** Data for review follows **

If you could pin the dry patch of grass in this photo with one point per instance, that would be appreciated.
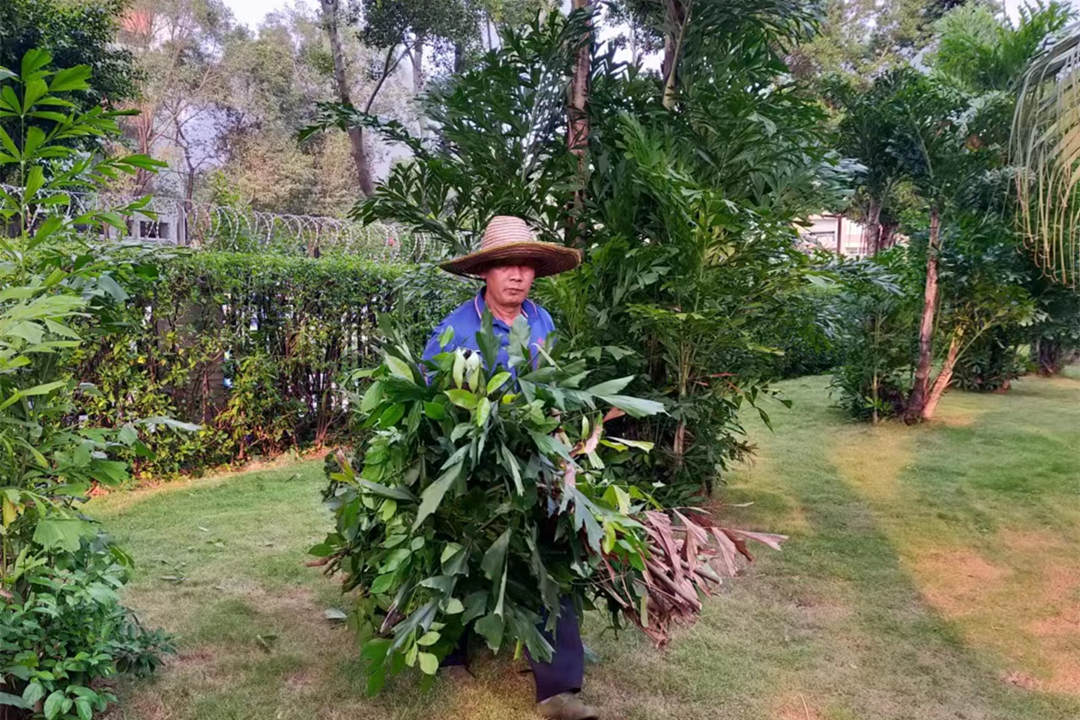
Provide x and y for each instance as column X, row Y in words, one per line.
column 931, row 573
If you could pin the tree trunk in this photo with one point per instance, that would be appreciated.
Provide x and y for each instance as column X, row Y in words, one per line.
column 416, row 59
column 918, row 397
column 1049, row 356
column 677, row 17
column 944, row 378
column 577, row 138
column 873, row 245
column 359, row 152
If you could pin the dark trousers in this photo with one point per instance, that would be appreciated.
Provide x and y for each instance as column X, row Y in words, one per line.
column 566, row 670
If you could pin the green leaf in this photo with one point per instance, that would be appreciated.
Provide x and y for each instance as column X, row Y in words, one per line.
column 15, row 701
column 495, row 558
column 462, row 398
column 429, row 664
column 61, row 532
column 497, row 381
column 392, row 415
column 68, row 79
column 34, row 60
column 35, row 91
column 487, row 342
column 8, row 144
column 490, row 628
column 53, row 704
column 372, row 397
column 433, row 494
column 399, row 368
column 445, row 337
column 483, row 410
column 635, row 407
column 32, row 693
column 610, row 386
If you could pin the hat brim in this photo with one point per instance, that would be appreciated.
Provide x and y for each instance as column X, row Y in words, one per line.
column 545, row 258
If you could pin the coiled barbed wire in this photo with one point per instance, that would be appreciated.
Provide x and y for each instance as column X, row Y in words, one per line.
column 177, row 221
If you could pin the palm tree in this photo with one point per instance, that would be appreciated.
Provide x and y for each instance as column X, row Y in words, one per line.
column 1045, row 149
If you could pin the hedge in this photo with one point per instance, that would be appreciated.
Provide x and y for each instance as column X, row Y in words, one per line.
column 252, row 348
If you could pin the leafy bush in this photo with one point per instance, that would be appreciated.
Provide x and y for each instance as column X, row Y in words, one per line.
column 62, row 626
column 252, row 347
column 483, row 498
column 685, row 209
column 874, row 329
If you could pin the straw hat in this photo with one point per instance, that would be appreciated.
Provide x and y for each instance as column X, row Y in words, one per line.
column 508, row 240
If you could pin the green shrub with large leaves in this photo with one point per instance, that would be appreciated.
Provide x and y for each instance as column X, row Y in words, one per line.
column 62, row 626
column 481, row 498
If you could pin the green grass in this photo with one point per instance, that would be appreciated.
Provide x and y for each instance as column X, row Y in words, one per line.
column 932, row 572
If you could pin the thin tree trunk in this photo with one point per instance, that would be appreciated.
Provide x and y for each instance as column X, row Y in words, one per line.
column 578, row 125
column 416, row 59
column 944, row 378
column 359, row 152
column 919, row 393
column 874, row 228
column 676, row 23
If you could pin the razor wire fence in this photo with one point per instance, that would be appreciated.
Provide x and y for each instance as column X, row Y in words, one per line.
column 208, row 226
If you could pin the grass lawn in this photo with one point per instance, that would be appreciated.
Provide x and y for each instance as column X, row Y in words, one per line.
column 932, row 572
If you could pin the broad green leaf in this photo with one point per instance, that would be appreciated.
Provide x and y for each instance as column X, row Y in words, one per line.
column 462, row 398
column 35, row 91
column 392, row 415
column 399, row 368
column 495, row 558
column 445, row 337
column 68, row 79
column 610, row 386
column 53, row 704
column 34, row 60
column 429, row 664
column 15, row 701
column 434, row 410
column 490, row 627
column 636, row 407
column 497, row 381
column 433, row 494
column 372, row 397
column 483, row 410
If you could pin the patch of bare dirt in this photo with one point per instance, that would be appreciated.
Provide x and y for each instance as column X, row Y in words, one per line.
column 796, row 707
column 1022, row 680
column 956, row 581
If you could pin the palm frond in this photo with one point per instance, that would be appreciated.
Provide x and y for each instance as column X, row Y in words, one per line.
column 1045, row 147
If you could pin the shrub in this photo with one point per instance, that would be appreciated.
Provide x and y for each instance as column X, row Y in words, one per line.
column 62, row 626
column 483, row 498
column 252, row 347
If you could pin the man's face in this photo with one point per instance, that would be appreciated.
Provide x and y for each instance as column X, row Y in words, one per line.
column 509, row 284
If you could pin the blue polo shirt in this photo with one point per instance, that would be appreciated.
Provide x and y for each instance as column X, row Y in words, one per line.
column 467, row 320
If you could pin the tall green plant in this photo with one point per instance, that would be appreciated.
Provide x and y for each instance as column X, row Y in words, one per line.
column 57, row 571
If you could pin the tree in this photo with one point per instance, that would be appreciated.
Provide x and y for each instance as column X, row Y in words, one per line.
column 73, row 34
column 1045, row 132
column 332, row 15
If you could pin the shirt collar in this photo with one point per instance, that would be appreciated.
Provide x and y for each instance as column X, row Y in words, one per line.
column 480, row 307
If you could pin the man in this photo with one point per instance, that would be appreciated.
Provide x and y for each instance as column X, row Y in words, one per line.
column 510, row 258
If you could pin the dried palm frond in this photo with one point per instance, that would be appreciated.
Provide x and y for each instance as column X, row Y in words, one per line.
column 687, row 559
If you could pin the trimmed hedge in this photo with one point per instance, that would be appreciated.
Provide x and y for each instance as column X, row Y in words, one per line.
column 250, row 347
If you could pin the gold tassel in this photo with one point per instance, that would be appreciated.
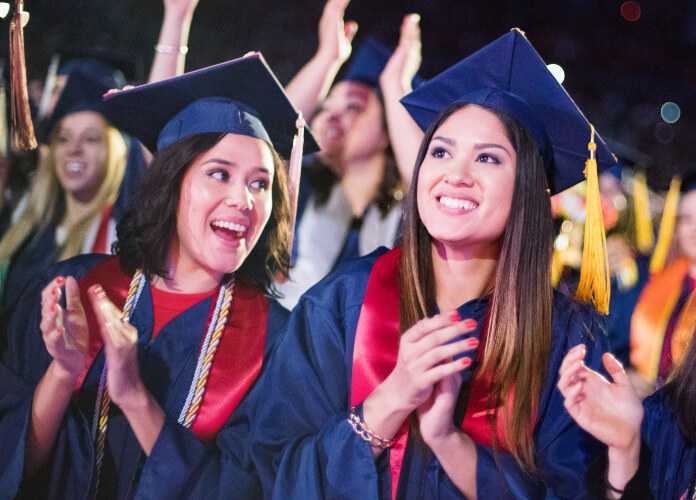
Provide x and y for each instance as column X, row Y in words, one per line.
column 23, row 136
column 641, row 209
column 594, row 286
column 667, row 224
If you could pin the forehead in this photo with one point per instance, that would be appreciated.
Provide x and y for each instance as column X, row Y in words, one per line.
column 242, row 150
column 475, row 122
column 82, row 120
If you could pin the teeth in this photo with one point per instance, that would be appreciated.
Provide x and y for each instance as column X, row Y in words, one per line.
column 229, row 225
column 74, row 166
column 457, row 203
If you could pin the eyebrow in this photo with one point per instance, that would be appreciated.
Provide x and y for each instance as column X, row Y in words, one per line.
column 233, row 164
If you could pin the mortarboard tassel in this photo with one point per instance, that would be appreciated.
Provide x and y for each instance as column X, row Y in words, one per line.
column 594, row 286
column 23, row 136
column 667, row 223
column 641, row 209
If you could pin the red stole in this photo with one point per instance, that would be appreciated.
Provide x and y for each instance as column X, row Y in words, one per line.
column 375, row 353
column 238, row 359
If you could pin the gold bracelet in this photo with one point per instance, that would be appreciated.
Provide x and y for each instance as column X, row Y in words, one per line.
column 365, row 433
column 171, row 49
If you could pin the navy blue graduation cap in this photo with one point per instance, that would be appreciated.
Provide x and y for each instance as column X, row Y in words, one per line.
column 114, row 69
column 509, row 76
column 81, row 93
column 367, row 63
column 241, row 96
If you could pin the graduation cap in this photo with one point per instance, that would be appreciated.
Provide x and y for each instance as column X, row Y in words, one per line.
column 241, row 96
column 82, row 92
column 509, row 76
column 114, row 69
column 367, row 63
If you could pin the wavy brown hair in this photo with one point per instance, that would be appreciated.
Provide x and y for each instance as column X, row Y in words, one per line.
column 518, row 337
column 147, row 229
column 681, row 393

** End of Data for review **
** Data for review follows **

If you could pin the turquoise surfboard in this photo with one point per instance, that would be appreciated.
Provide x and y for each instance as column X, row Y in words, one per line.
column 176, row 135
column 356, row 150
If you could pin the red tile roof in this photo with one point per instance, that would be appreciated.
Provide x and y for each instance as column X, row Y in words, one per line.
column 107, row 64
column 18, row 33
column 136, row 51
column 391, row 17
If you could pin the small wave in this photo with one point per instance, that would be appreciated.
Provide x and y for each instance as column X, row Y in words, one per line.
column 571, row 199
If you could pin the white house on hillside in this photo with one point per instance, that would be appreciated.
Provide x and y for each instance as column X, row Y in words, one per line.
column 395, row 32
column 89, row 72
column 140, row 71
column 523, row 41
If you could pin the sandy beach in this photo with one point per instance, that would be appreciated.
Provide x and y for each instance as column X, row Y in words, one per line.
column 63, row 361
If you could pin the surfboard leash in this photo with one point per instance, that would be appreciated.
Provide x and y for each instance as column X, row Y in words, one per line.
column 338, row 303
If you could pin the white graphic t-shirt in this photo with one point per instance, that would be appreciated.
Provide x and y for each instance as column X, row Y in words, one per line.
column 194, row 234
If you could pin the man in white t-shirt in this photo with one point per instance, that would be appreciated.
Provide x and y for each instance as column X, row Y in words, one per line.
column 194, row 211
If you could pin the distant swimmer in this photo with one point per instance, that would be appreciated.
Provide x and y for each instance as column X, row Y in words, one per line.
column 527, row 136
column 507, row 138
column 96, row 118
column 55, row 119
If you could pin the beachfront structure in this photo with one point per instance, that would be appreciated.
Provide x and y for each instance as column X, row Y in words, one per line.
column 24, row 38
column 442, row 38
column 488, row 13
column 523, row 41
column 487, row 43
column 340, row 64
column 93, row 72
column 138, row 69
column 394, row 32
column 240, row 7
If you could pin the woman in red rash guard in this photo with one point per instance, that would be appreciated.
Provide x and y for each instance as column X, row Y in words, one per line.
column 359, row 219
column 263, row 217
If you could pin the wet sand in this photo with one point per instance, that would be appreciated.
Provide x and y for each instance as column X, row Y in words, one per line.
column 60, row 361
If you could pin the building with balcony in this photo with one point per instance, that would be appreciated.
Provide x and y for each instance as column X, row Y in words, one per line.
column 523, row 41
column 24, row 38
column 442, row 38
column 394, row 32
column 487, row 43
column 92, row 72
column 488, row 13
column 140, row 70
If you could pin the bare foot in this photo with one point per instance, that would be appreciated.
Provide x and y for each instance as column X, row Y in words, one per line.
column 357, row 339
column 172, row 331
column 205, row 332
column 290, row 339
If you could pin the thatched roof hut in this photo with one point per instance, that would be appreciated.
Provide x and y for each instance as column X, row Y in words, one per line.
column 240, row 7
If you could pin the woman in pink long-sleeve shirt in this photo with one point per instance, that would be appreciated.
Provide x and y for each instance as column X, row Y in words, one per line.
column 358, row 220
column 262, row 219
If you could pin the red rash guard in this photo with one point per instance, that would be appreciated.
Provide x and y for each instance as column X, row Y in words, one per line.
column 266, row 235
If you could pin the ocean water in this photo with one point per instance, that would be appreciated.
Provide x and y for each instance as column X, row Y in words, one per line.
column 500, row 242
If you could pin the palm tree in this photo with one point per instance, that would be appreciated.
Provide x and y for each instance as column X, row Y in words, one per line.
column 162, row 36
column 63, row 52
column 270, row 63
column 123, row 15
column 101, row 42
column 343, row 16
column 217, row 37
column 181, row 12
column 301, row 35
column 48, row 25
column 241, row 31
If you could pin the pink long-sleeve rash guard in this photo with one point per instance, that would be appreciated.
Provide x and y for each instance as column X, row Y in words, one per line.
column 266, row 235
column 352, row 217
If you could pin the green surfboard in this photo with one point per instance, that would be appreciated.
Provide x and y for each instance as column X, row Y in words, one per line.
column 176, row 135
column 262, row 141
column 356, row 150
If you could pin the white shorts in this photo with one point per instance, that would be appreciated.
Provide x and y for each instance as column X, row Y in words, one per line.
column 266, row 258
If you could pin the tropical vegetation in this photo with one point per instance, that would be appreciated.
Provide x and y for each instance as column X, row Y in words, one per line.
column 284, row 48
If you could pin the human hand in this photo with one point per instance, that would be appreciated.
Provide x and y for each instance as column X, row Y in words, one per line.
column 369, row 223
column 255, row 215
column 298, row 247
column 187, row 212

** End of Data for review **
** Data for review follows **

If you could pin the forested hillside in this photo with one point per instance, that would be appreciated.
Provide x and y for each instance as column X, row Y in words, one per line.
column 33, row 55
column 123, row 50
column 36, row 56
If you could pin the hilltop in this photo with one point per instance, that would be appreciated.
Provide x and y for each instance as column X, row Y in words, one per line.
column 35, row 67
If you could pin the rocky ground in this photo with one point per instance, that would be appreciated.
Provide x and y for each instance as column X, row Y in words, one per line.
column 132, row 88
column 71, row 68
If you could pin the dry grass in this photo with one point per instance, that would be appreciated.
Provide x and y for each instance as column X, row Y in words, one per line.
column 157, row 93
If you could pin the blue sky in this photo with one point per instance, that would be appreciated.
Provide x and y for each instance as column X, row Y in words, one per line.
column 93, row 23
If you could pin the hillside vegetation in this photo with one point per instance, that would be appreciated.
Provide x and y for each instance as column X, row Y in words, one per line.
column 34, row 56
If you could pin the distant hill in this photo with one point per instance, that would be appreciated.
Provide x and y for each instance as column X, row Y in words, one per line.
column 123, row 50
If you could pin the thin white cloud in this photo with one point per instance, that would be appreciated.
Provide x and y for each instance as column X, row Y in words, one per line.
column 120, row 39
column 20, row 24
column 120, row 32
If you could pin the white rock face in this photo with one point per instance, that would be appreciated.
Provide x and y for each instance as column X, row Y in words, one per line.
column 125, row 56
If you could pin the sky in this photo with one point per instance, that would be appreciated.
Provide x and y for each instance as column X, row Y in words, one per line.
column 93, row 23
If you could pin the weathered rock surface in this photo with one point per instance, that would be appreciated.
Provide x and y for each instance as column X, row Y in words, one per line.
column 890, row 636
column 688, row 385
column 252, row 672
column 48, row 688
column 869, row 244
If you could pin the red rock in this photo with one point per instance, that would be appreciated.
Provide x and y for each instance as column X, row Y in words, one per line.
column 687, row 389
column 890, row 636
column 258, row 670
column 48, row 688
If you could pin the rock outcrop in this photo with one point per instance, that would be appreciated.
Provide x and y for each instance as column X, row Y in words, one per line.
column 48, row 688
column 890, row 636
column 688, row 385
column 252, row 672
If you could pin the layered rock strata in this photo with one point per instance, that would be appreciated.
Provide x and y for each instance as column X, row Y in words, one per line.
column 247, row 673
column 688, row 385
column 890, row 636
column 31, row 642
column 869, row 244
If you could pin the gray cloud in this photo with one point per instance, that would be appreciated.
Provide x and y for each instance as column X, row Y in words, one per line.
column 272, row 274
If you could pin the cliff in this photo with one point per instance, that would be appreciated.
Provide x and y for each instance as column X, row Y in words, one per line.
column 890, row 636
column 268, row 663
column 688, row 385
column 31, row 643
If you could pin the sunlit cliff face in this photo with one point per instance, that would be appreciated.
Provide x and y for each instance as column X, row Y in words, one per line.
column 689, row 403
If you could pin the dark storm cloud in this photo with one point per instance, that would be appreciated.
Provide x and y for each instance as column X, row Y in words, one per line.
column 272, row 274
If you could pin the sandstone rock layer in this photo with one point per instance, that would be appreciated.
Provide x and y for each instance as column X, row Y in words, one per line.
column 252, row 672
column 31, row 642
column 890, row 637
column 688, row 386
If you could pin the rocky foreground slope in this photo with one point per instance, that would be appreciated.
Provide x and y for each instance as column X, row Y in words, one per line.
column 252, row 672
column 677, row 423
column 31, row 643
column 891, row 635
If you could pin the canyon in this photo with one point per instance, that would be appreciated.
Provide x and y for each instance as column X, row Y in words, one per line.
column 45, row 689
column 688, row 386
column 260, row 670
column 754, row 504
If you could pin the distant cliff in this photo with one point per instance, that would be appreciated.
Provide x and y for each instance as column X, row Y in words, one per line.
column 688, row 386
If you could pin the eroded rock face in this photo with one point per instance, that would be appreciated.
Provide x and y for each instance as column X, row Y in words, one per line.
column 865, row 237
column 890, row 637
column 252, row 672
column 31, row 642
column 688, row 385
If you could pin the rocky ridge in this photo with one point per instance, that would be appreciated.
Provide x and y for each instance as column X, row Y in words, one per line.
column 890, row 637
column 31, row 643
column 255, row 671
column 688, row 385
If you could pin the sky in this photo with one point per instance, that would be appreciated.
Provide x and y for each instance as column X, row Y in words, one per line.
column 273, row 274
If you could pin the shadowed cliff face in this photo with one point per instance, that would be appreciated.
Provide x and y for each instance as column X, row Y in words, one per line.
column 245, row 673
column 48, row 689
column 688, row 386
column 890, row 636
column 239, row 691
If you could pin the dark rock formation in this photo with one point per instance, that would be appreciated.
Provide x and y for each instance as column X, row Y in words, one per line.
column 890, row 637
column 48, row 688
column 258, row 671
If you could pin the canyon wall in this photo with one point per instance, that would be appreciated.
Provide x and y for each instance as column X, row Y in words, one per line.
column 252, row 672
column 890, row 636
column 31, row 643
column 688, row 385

** End of Data for review **

Work to be completed.
Tally the lines in the records containing the string "surfboard"; output only the tally.

Solution for this problem.
3